• **Problem**: Render the lines from the one containing "Label each fence post you can see in the photograph" through the one containing "[90,191,294,253]", both included, as a Markdown table with the columns Row and Text. Number each line in order and skip any blank lines.

::: Records to use

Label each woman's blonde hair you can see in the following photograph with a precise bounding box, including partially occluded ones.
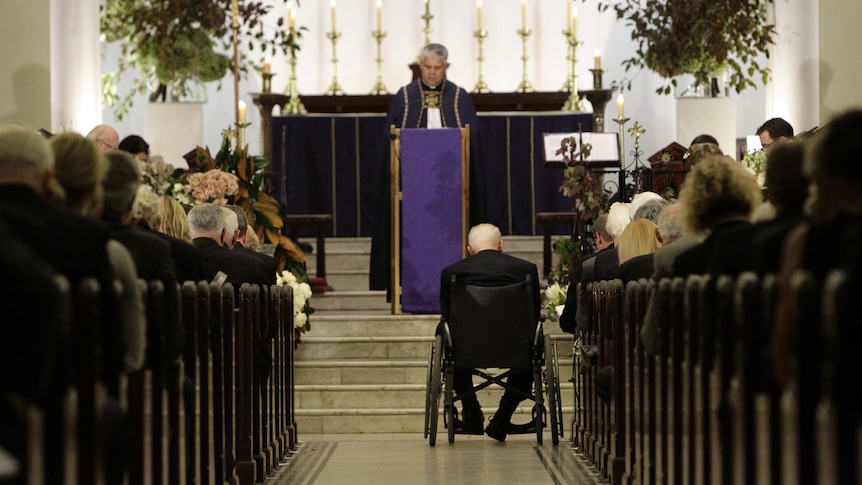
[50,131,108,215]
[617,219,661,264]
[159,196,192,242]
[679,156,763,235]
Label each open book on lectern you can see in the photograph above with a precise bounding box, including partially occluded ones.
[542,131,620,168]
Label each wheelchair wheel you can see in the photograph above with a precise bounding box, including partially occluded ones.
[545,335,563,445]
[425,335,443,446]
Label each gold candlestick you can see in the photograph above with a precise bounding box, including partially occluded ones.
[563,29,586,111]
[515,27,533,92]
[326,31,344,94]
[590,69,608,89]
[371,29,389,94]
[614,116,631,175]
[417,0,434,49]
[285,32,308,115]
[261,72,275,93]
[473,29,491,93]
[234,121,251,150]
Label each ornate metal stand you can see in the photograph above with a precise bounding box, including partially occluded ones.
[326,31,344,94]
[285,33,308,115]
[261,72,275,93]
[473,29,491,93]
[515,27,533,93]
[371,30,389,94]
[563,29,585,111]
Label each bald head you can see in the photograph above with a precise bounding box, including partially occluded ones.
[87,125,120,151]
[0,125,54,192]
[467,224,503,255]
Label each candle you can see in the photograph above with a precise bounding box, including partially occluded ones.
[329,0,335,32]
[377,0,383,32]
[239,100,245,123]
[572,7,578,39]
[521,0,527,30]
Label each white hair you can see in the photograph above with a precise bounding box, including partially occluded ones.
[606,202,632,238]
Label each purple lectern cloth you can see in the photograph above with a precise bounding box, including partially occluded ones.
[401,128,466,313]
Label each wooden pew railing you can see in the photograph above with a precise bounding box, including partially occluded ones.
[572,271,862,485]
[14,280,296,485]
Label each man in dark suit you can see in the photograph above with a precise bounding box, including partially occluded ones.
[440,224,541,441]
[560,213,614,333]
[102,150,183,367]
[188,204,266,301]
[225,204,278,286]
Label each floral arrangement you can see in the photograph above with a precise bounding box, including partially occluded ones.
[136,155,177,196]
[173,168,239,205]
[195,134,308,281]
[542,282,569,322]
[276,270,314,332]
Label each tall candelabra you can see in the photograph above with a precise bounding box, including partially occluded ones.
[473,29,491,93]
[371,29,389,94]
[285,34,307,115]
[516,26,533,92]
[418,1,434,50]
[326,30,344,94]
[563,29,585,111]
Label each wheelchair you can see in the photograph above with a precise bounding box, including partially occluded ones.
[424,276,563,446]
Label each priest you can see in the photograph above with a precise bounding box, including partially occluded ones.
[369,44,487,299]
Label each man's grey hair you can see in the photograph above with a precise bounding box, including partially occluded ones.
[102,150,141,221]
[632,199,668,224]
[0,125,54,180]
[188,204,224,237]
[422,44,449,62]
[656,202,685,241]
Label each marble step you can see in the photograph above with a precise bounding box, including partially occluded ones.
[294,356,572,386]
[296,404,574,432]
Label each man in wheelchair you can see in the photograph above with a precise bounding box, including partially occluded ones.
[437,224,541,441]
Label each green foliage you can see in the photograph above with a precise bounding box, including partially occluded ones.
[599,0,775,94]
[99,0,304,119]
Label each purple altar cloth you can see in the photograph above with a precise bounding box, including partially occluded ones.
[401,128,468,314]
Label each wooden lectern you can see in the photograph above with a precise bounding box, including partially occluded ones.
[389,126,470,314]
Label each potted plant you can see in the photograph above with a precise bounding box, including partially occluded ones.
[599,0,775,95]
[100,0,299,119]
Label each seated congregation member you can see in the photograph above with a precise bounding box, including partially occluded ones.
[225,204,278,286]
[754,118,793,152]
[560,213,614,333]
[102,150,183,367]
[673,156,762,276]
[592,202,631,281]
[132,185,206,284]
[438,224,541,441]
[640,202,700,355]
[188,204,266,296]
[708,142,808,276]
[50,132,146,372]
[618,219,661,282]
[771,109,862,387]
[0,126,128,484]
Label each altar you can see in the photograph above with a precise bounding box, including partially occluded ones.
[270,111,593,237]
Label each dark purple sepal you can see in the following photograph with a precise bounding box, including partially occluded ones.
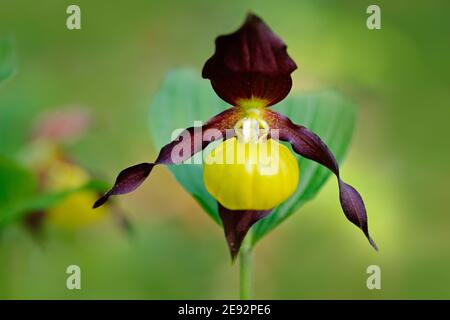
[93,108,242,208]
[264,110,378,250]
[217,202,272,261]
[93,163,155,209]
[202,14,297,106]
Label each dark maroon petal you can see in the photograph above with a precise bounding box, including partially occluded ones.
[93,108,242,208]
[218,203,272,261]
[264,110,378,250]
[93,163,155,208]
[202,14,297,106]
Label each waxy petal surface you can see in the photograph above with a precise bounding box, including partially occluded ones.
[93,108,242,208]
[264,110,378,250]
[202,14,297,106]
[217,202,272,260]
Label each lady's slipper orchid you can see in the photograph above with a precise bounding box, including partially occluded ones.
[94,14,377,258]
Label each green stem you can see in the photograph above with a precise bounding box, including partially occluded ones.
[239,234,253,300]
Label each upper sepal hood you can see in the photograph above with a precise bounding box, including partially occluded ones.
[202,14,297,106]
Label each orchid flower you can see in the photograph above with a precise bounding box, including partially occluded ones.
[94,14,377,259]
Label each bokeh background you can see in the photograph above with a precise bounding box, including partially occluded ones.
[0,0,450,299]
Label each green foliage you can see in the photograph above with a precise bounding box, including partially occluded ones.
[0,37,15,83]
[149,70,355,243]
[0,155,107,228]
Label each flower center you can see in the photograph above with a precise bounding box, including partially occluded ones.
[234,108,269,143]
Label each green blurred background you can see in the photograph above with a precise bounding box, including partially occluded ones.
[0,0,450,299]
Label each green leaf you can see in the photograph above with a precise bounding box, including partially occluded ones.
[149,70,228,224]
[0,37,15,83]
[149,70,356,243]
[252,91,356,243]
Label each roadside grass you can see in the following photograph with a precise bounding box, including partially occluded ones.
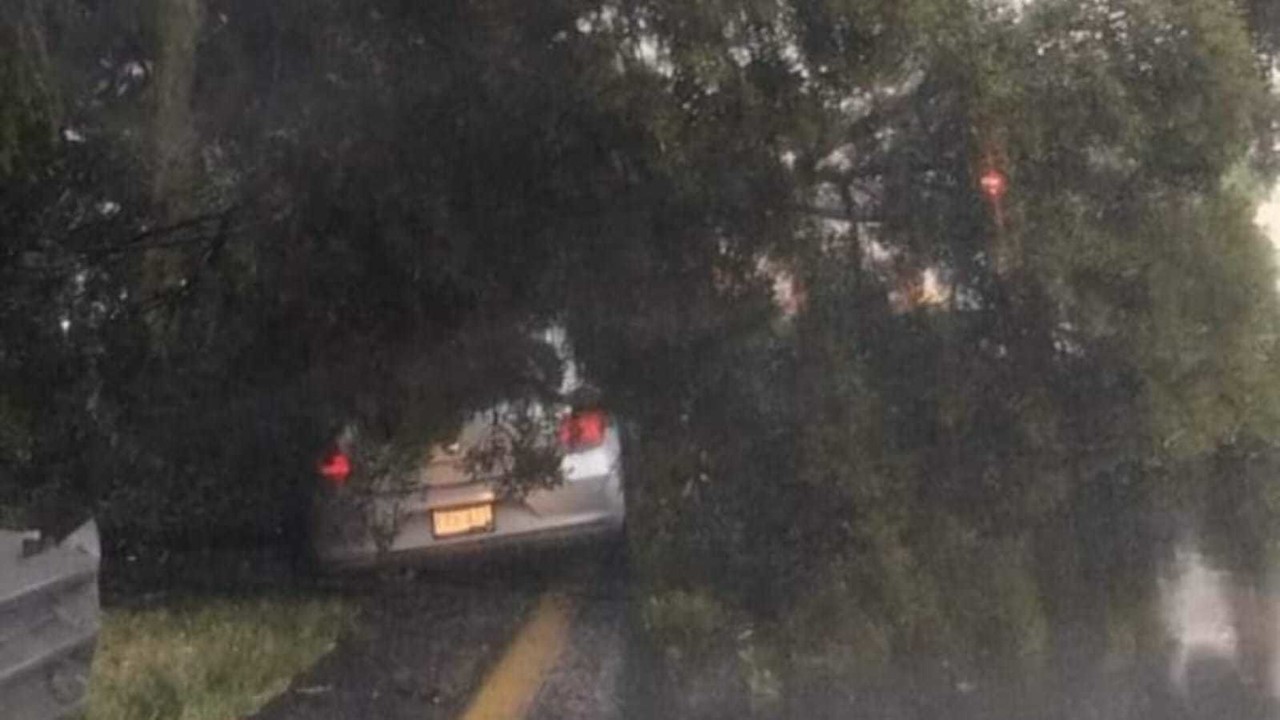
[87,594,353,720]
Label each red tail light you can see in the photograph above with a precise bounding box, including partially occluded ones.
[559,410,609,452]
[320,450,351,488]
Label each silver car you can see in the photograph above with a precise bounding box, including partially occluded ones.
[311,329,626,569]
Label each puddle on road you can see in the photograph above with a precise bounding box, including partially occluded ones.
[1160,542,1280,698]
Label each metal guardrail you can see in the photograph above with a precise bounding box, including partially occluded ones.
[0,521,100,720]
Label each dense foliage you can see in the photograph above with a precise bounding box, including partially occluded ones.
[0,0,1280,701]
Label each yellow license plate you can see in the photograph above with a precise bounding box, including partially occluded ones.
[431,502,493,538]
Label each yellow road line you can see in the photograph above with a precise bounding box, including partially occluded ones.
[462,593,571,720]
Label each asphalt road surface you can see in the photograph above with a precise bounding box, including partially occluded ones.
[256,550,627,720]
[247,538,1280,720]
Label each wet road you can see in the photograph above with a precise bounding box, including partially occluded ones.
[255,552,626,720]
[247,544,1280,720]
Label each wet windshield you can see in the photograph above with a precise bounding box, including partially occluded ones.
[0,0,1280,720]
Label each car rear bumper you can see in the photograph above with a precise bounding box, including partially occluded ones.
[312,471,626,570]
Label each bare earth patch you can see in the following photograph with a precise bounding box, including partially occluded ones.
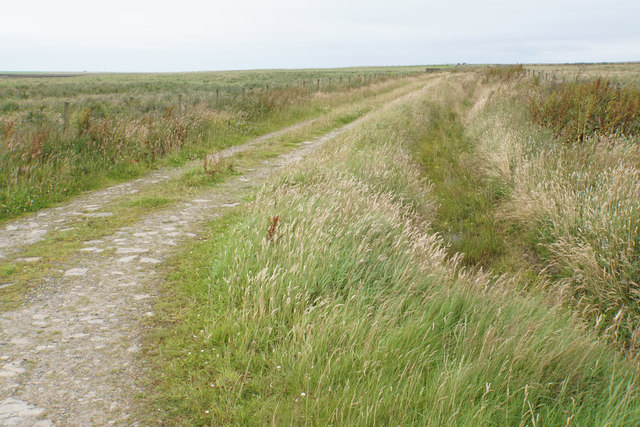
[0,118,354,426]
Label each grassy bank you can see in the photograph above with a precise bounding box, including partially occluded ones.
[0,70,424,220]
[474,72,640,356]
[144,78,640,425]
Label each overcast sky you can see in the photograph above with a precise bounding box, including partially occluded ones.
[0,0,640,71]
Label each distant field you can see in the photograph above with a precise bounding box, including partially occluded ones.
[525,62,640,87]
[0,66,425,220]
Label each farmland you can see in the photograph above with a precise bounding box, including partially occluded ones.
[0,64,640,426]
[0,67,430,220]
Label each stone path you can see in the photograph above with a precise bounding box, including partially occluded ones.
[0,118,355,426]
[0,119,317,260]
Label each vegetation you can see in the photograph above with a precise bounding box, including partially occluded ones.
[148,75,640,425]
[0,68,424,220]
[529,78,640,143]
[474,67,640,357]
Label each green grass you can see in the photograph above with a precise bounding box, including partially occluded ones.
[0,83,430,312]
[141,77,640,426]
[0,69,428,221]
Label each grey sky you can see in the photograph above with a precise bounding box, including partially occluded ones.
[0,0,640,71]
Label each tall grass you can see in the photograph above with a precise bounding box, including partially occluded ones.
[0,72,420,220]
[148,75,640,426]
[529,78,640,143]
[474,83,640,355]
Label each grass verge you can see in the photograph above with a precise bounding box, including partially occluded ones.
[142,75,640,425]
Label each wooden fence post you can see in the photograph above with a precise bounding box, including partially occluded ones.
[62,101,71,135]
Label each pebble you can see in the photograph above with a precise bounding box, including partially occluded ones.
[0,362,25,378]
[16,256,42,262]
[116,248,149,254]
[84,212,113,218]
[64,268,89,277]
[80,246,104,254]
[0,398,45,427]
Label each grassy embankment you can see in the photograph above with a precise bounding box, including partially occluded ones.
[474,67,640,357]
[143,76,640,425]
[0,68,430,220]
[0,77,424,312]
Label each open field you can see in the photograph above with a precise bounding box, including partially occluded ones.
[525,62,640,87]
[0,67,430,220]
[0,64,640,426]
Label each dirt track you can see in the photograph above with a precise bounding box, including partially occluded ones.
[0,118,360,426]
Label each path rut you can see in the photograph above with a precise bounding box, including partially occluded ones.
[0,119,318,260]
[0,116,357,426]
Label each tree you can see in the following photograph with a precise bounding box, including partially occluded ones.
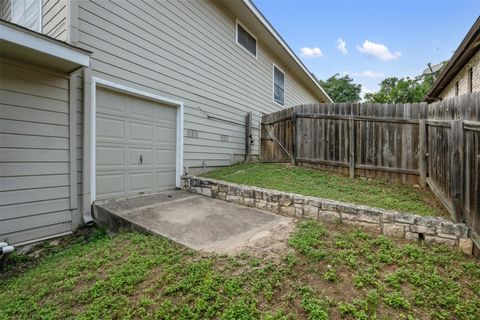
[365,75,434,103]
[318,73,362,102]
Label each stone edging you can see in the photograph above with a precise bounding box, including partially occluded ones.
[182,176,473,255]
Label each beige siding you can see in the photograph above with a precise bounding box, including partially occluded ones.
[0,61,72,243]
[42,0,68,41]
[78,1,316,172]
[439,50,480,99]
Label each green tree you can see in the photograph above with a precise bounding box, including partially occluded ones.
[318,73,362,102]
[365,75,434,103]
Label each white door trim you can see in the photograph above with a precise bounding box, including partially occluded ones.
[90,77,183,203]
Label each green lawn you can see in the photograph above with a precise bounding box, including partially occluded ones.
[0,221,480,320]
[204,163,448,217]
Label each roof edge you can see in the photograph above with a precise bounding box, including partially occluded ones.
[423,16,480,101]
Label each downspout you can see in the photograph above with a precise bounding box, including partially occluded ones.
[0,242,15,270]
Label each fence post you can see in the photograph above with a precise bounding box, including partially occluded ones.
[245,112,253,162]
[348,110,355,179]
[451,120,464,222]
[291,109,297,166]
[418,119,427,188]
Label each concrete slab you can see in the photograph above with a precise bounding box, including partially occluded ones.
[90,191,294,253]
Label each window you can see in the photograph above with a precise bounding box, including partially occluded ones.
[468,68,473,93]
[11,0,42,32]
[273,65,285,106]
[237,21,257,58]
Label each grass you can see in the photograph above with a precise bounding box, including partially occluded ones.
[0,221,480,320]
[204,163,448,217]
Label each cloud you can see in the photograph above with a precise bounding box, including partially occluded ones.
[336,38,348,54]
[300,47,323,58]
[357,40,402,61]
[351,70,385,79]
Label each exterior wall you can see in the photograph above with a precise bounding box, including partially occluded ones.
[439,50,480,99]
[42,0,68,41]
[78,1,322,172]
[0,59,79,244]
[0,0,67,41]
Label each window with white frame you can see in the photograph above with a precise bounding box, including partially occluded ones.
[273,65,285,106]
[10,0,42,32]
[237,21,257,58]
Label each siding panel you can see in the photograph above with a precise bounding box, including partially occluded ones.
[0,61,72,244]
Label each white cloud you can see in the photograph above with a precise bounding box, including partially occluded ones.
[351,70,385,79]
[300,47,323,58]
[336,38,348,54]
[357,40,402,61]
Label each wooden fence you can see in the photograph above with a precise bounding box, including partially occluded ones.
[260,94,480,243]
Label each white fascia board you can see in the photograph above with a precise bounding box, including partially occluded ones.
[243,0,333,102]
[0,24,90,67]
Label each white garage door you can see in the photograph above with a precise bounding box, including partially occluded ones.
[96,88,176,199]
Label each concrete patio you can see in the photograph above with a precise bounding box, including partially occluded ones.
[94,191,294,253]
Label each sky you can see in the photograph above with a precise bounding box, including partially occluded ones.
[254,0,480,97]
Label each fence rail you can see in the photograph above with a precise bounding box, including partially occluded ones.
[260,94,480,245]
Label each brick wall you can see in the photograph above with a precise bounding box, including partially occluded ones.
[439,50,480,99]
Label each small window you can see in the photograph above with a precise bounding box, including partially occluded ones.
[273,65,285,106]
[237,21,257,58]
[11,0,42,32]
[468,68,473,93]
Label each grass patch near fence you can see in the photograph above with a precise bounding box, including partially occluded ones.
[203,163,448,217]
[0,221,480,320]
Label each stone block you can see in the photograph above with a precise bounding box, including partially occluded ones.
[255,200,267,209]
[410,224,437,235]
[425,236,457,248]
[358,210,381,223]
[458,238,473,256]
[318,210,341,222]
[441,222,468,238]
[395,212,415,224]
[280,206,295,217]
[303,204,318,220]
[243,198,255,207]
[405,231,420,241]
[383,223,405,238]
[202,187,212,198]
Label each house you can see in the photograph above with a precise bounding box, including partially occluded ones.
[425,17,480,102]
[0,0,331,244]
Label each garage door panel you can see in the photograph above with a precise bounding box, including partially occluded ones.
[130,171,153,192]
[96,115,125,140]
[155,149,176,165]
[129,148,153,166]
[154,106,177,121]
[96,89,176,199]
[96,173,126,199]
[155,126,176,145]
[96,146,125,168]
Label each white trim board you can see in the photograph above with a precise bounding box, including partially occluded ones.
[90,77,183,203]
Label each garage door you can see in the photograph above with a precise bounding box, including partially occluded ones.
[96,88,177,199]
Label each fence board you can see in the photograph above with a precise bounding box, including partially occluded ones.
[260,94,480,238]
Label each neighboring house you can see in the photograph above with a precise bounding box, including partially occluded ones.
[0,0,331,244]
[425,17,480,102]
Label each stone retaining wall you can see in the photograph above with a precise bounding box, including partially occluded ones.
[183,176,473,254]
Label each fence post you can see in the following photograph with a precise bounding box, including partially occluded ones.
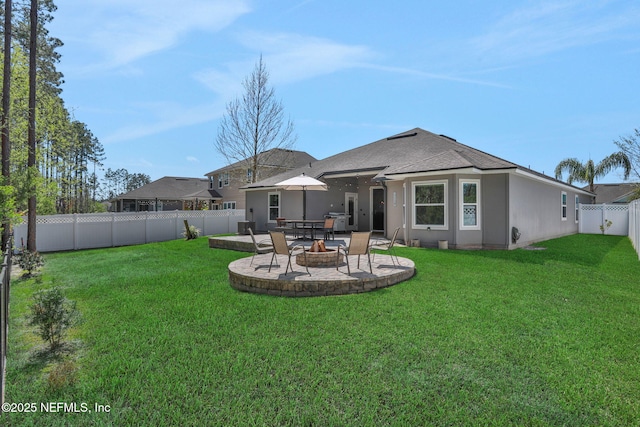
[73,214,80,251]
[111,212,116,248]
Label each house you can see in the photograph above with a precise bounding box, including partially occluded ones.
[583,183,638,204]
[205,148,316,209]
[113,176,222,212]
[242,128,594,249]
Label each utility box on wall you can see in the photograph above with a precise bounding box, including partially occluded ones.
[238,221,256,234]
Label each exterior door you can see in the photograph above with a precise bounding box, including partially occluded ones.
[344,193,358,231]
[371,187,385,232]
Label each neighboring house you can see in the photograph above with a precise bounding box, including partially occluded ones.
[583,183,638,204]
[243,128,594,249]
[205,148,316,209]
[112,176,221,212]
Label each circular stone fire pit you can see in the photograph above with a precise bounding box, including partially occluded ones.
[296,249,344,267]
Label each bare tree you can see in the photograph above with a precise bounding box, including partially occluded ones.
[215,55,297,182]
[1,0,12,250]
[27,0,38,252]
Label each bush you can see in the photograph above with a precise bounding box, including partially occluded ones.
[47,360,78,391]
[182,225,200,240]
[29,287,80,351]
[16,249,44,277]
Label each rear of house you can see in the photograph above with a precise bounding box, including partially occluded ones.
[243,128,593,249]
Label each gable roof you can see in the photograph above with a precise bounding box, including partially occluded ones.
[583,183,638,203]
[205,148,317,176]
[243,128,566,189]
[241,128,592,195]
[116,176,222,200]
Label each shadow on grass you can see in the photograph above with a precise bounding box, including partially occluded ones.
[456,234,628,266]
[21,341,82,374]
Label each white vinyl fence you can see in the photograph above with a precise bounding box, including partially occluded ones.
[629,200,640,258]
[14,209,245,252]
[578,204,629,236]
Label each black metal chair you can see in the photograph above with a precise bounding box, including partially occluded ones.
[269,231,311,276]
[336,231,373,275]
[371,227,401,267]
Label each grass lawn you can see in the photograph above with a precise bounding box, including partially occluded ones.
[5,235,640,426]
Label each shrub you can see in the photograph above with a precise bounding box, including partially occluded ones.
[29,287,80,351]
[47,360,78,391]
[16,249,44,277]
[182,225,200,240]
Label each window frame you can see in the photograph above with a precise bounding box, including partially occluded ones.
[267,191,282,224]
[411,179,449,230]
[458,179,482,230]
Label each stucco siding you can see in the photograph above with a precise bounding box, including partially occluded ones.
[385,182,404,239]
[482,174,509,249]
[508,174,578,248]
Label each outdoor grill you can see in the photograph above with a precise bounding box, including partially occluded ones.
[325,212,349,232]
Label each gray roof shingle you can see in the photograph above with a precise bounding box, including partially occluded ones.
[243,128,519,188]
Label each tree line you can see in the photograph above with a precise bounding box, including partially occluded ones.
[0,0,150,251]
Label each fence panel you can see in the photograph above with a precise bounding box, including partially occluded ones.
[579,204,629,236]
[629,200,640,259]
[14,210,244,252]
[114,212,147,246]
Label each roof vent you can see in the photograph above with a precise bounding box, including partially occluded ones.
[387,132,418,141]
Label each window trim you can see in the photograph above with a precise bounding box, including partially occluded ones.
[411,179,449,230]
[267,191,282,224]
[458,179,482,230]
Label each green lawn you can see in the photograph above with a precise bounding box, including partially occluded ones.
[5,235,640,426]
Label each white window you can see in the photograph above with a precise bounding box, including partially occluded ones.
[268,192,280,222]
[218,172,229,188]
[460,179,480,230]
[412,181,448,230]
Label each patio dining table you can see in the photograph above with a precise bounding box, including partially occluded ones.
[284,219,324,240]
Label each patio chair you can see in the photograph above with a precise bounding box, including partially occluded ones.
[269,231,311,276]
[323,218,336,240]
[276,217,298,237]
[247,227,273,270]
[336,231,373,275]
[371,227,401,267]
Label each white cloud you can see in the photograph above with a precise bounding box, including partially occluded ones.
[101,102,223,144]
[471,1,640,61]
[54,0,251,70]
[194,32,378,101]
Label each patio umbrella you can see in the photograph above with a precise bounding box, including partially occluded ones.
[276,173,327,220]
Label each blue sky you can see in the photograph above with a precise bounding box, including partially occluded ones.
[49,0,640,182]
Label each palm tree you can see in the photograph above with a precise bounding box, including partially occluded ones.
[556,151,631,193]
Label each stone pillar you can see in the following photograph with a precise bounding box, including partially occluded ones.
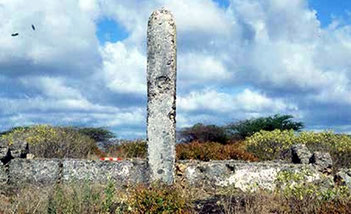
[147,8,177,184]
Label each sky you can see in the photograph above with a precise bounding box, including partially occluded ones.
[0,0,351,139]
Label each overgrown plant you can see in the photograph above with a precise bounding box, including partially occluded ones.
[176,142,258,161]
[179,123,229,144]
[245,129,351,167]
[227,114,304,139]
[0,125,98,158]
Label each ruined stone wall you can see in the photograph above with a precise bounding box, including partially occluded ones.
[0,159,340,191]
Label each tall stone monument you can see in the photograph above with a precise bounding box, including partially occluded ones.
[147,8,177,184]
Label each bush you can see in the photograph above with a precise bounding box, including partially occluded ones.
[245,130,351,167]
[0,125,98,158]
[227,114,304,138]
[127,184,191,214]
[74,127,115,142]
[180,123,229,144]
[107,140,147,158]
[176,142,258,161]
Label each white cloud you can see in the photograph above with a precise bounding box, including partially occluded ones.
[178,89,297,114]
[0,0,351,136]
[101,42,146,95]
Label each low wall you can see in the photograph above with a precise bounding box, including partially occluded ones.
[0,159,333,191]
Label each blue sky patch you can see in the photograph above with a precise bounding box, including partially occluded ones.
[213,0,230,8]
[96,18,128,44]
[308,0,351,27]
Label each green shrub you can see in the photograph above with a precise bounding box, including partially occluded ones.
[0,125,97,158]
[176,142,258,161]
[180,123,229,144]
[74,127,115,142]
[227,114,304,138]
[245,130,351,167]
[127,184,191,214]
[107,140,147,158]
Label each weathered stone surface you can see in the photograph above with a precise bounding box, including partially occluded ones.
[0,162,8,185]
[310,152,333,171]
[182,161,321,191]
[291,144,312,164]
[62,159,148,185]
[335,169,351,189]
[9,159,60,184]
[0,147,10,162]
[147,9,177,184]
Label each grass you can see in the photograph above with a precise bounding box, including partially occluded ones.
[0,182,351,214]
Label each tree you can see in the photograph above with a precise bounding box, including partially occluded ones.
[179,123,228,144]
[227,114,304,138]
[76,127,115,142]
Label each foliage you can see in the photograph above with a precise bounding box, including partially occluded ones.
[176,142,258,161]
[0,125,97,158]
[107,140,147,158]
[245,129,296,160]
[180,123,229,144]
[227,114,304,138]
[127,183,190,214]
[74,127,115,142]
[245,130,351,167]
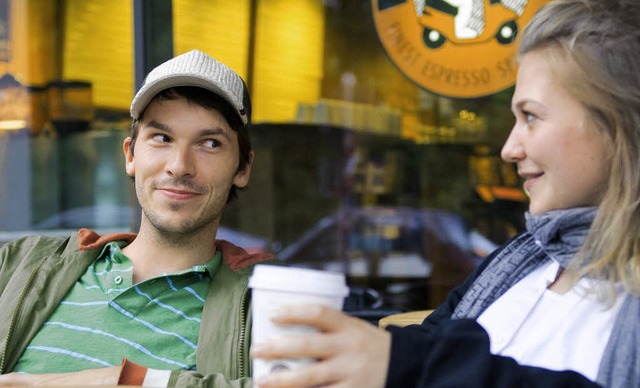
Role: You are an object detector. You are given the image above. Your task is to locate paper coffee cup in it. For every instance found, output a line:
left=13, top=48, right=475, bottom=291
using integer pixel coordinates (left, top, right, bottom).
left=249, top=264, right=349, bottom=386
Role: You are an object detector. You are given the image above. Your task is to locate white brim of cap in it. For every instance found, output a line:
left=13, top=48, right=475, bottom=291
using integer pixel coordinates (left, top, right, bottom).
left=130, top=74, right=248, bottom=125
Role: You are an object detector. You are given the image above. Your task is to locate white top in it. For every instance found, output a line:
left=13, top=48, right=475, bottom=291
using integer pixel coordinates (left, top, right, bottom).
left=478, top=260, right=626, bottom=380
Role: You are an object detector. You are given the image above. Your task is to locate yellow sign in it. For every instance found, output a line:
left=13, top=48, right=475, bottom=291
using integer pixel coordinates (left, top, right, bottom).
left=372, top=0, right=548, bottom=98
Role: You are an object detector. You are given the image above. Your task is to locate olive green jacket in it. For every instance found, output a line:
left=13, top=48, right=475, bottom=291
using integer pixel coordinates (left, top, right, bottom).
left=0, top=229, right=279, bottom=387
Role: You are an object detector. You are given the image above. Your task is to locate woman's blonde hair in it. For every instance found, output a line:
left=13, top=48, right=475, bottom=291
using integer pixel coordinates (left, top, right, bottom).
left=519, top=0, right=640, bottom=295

::::::

• **Solution to the problem**:
| Row | Text |
|---|---|
| 1 | Label each fence post you can see in the photograph above with a precise bounding box, including partially occluded ones. |
| 2 | [245,112,253,162] |
| 3 | [348,110,355,179] |
| 4 | [451,120,464,222] |
| 5 | [291,109,297,166] |
| 6 | [418,119,427,188] |
| 7 | Label each concrete slab you can see in the photograph above with a precise bounding box, including partially occluded ones. |
| 8 | [90,191,294,253] |